- [Excerpted records]
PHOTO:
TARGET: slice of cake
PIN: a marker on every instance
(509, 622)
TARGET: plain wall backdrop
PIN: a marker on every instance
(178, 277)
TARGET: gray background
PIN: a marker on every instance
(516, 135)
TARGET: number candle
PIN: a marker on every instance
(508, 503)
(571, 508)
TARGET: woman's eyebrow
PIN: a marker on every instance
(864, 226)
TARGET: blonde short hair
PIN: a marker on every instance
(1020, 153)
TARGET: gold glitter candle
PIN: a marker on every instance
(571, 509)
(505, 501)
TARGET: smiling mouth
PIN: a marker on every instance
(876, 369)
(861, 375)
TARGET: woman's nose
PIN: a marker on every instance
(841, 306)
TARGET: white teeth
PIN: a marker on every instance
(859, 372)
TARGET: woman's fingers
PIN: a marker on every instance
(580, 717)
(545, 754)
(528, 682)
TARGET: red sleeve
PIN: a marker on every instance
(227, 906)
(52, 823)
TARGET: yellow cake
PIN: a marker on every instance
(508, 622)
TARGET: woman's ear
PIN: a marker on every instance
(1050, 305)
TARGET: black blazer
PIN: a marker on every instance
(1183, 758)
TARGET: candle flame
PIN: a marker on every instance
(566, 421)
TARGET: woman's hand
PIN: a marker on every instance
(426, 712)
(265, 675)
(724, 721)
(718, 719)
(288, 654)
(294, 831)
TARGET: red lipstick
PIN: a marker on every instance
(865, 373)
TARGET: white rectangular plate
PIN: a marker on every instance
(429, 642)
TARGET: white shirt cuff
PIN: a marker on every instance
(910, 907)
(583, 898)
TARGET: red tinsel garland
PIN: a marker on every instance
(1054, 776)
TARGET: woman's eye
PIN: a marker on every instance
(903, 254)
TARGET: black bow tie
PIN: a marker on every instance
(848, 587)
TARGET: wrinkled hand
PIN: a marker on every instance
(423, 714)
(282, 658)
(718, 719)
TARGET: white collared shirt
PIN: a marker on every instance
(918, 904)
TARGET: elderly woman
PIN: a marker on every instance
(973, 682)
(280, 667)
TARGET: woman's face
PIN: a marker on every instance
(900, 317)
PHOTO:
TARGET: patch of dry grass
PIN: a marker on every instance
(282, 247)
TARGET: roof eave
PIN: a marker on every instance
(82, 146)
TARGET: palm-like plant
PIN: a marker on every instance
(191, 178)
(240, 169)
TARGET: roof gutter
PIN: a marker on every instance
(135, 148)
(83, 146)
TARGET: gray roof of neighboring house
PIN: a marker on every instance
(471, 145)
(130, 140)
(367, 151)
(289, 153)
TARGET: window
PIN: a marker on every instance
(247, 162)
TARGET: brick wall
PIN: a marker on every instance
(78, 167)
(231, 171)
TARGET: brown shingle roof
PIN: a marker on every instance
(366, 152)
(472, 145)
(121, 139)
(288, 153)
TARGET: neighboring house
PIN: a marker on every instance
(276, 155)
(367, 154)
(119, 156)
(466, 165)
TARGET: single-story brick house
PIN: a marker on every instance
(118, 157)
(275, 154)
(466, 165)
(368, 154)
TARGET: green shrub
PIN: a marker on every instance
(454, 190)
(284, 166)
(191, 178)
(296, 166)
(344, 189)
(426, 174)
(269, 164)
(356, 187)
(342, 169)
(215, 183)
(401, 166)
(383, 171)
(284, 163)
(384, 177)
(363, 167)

- [Task item] No line may be altered or left out when the data is written out.

- [Expected output]
PHOTO:
TARGET: slice of cake
PIN: a marker on every instance
(509, 622)
TARGET: plain wall backdrop
PIN: a marker on every instance
(178, 277)
TARGET: gray background
PIN: a marker on every instance
(516, 135)
TARGET: number candle
PIN: a marker on every instance
(508, 503)
(571, 508)
TARGET: woman's eyebrow
PIN: a marker on every instance
(864, 226)
TARGET: blonde short hair
PIN: a marker on every instance
(1020, 153)
TARGET: gold glitter candle
PIN: a marker on every instance
(571, 509)
(505, 501)
TARGET: smiling mouth
PIN: a marker on every instance
(876, 369)
(861, 375)
TARGET: woman's nose
PIN: a marker on every instance
(841, 306)
TARGET: white teeth
PIN: a marker on every instance
(859, 372)
TARGET: woman's fingers
PIN: a marker on every instance
(580, 717)
(545, 754)
(528, 682)
TARGET: red sleeve
PIN: a marker on every instance
(227, 906)
(52, 823)
TARGET: yellow cake
PIN: a marker on every instance
(508, 622)
TARGET: woman's ear
PIN: a marker on every instance
(1050, 305)
TARGET: black blazer
PIN: a marker on every instance
(1183, 758)
TARGET: candle flame
PIN: a marker on every instance
(566, 421)
TARGET: woman's hand
PIN: a marker on every instance
(426, 712)
(265, 675)
(724, 721)
(718, 719)
(288, 654)
(294, 831)
TARGET: red lipstick
PIN: a marker on every instance
(865, 373)
TARGET: white rectangular plate
PIN: a marker on every instance
(429, 642)
TARGET: white shirt cuff
PIN: a marker on every instance
(910, 907)
(583, 898)
TARGET: red tinsel garland
PIN: a marker on every instance
(1054, 776)
TARGET: woman's eye
PIN: a marker on every instance
(903, 254)
TARGET: black bow tie
PIN: a marker on every instance
(848, 587)
TARGET: wrinkled hand
PIN: a marker on every instance
(423, 714)
(282, 658)
(718, 719)
TARGET: white collared shirt
PIN: a marker on every instance
(918, 904)
TARGET: elderly woman
PIN: a marker on every instance
(973, 682)
(280, 667)
TARGET: woman's face
PIN: a marker on every instance
(900, 317)
PHOTO:
TARGET: patch of dry grass
PIN: a marker on every instance
(282, 247)
TARGET: roof eave
PIN: a marker on every instance
(82, 146)
TARGET: palm-like plant
PIN: a marker on every instance
(191, 178)
(240, 169)
TARGET: roof gutter
PIN: a marker on every instance
(135, 148)
(83, 146)
TARGET: gray roof of neighboring house
PIN: a marker on every instance
(471, 145)
(130, 140)
(367, 151)
(289, 153)
TARGET: window
PIN: a marker on every instance
(247, 162)
TARGET: brick wall
PIN: a marker on every instance
(78, 167)
(231, 171)
TARGET: brown shingle roof
PIN: a marker on every instance
(366, 152)
(472, 145)
(121, 139)
(288, 153)
TARGET: neighboring house
PIN: a marker on every instance
(276, 155)
(367, 154)
(119, 156)
(466, 165)
TARGET: single-story brick house
PIN: a marker on every instance
(118, 157)
(275, 154)
(466, 165)
(368, 154)
TARGET: green shrub
PIN: a marker on every instance
(454, 190)
(284, 166)
(191, 178)
(296, 166)
(344, 189)
(426, 174)
(269, 164)
(356, 187)
(342, 169)
(215, 183)
(401, 166)
(383, 171)
(284, 163)
(384, 177)
(363, 167)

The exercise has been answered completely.